• [GOAL OF THE EXERCISE]
Rewrite the material below as a numbered list with one line per item, leaving out any blank lines.

• [INPUT FOR THIS TASK]

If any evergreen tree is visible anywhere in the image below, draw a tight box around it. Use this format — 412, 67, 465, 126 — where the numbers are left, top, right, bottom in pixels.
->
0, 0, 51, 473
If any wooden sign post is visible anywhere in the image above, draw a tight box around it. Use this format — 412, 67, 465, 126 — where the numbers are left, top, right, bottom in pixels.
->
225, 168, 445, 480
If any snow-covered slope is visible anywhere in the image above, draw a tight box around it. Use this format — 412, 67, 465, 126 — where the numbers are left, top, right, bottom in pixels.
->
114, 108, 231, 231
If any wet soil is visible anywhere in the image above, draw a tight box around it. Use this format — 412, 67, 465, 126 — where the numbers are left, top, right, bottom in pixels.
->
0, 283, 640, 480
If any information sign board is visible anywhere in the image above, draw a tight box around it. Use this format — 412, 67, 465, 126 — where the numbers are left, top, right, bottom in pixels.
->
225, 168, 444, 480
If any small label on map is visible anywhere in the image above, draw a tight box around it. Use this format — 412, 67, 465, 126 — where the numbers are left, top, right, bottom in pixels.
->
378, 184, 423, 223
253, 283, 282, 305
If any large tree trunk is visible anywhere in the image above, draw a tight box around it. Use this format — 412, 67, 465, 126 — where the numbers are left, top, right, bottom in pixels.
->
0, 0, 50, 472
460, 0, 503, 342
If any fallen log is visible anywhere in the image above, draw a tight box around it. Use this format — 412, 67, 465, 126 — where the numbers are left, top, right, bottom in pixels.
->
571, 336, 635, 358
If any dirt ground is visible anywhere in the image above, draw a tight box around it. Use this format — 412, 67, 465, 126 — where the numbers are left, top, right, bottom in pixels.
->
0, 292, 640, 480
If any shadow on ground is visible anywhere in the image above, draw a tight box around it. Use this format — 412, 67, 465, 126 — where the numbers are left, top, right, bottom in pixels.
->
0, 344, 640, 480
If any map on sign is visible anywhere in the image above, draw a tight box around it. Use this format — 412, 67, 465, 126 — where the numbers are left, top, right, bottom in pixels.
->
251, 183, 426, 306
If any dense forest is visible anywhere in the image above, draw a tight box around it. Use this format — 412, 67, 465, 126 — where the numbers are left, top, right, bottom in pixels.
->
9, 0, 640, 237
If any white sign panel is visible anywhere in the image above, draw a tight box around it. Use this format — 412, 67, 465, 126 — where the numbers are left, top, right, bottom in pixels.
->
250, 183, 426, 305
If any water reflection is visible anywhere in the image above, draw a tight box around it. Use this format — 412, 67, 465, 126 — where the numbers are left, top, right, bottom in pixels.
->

• [RESULT OF THE TASK]
1. If any evergreen tree is visible anywhere in the image below, draw a tight box around it. Use this format — 412, 67, 465, 126 — where the numbers are left, top, right, bottom in pixels.
2. ->
3. 0, 0, 51, 473
4. If any wooden sign post is visible anywhere in the image above, draw a tight box around it. Use this format — 412, 67, 465, 126 — where the numbers are left, top, right, bottom in pixels.
5. ->
6. 225, 168, 445, 480
7. If any snow-covered slope is visible anywhere in the image above, draw a tight box around it. Use this format — 412, 67, 465, 126 — where the numbers are left, top, right, bottom in pixels.
8. ->
9. 114, 108, 231, 231
10. If any wet soil is visible anywhere in the image above, draw a tight box around it. Use this format — 412, 67, 465, 126 — where the numbers are left, top, right, bottom in pixels.
11. ->
12. 0, 283, 640, 480
13. If any information sign board is visible anywhere in the image above, draw a tight box around it. Use this format — 412, 67, 465, 126 — where the numbers are left, top, right, bottom in pixels.
14. ->
15. 225, 168, 444, 480
16. If any small label on map is visible anywhere in the image above, draw a tight box around it. Use this format — 412, 67, 465, 126 — where the numbers are left, top, right, bottom in pixels.
17. ->
18. 378, 184, 423, 223
19. 253, 283, 282, 305
20. If any large tree trunk is visible anywhere in the image above, draw a tight box around it. Use this format — 412, 67, 465, 126 — where the numbers are left, top, right, bottom in pixels.
21. ->
22. 0, 0, 50, 472
23. 460, 0, 503, 342
24. If any fallen log is visible anywhere in the image above, draw a tight box around it. Use this format — 412, 67, 465, 126 — where the numbers are left, top, right, bottom in pixels.
25. ->
26. 571, 336, 635, 358
27. If any dirt ground is visible anywhere in the image above, draw a tight box around it. Use this format — 412, 67, 465, 126 — where the numbers are left, top, right, bottom in pixels.
28. ->
29. 0, 292, 640, 480
30. If any shadow on ground is visible anywhere in the image above, draw a tight box around it. Use this format — 412, 67, 465, 126 — where the numbers are left, top, right, bottom in pixels.
31. ->
32. 0, 344, 640, 480
33. If any map on sign is visible anywhere in the image above, draw a tight box around it. Use this format — 412, 67, 465, 126 — where the numbers are left, top, right, bottom in pixels.
34. ->
35. 251, 183, 426, 306
36. If any dense forest is visible anywhere in the image above, draw a tight box around it. Use this format — 412, 67, 465, 126 — where the numbers are left, top, right, bottom in pixels.
37. ->
38. 9, 0, 640, 237
39. If any white sign panel is visible anywhere in the image above, draw a tight box around it. Use this format — 412, 67, 465, 126 — where the numbers are left, top, right, bottom in pixels.
40. ->
41. 250, 183, 426, 305
42. If any water reflection is visible anywhere in the image above, draw a tight box around it. Use this format — 412, 67, 465, 126 — where the numbers are left, top, right, bottom in pixels.
43. ->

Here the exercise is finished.